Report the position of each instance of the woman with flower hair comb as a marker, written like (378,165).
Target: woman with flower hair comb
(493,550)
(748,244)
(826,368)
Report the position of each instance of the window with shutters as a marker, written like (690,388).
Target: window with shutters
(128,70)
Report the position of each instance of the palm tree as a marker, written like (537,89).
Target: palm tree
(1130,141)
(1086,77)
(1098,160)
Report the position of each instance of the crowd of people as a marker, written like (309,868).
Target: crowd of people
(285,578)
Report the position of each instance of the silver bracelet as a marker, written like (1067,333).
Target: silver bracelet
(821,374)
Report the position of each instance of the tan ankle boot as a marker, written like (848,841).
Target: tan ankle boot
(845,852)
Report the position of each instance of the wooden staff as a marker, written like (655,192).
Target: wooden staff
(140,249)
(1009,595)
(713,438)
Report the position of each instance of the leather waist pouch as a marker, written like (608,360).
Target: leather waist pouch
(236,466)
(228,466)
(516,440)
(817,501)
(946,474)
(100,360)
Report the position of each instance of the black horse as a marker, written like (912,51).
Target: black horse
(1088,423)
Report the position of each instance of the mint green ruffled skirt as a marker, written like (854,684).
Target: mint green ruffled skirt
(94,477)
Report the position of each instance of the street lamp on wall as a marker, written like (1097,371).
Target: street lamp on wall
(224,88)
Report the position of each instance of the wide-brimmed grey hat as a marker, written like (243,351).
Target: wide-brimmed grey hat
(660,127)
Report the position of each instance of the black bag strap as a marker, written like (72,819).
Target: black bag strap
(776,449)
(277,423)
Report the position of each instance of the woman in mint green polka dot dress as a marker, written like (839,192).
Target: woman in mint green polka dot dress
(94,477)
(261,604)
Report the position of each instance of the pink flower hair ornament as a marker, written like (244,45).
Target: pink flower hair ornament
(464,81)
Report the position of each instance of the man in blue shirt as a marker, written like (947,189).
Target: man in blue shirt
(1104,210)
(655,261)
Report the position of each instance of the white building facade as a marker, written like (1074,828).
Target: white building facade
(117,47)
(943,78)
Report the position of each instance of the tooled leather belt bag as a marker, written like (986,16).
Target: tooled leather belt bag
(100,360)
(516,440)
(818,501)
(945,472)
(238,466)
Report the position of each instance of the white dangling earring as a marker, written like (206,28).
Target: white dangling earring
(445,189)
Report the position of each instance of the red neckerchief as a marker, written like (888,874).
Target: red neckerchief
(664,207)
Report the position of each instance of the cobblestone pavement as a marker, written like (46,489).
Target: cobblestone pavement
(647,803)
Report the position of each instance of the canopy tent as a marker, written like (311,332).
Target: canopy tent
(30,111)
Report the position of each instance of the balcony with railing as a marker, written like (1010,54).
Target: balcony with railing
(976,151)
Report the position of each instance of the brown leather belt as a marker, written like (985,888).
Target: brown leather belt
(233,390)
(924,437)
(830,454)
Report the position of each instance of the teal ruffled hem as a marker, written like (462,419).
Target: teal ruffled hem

━━━━━━━━━━━━━━━━

Write out the full set of records exactly as given.

COMPLETE RESPONSE —
Report the position of each instance of the woman with flower hair comb as a marker, written like (378,165).
Target: woman with flower hair comb
(493,550)
(748,244)
(826,368)
Report the position of each instance of the window with shutters as a marker, written like (690,388).
Target: window with shutters
(128,70)
Report the position of each instance of the palm tree as a marker, written like (537,89).
Target: palm tree
(1130,141)
(1086,77)
(1098,160)
Report the position of each instance of the crowd of people as a marker, written like (309,868).
Target: crowd of people
(285,578)
Report the position of each instance of the silver bracelet as a marker, written like (1067,333).
Target: silver bracelet
(821,374)
Report the position of each instance of the tan ankle boot as a marker, written like (848,841).
Target: tan ankle boot
(845,852)
Report the position of each instance of the wooden staff as a marker, written like (655,192).
Target: wooden staff
(140,249)
(1009,595)
(713,438)
Report the position of each instance of the leather waist pouch as a marker, written like (608,360).
Target: leather waist pouch
(236,466)
(228,466)
(516,440)
(817,501)
(946,474)
(100,360)
Report the position of each instance of the black horse as a marker, written like (912,51).
Target: black horse
(1088,423)
Report the position of each instance of the mint green ruffled skirt as a marker, written like (854,684).
Target: mint green ruffled skirt
(94,477)
Report the position of each instance of the street lamp on wall as a marker, written like (1097,371).
Target: street lamp on wall
(224,88)
Report the position of each instance of the wide-brimmed grey hat as a marker, written like (243,351).
Target: wide-brimmed grey hat
(660,127)
Report the position of each instance of the black bag strap as a marker, written like (72,819).
Target: black bag strap
(776,449)
(277,423)
Report the position of each instance of the woman in mint green polka dot dress as a marker, written like (839,192).
Target: woman in mint green polka dot dress
(94,477)
(261,604)
Report the position of each instance of the pink flower hair ornament as a marker, written like (244,45).
Target: pink flower hair ornament
(464,81)
Report the position of each instance of the man in blue shirt as a marker, written like (947,189).
Target: man in blue shirt
(1104,210)
(655,261)
Report the position of each instance of the white building facade as a marker, written like (1074,828).
Target: white building facade
(117,47)
(943,78)
Report the position of each instance of the tooled leather belt bag as a marker, written like (986,16).
Target: tooled leather belt bag
(100,360)
(516,440)
(818,501)
(945,472)
(238,466)
Report the position of each instance of the white dangling earring as a marker, written like (206,28).
Target: white dangling earring
(445,189)
Report the position of each instance of the red neckerchief as a marker, written like (888,874).
Target: red neckerchief
(664,207)
Report the position of each instance of the cobblestone pavement as a marker, written like (46,489).
Target: cobblestone pavement
(647,803)
Report the position of each instance of the canopy tent as a marker, written like (311,332).
Target: canopy tent
(30,111)
Report the position of each instance of the balcony with railing as a marker, written like (1010,54).
Target: balcony with railing
(976,151)
Report the position of each instance of the brown leather belt as a marker, written like (985,888).
Target: brown leather belt
(233,390)
(924,437)
(830,454)
Report the position of each instance of the teal ruffled hem as a marker, written like (462,419).
Target: teal ruffled hem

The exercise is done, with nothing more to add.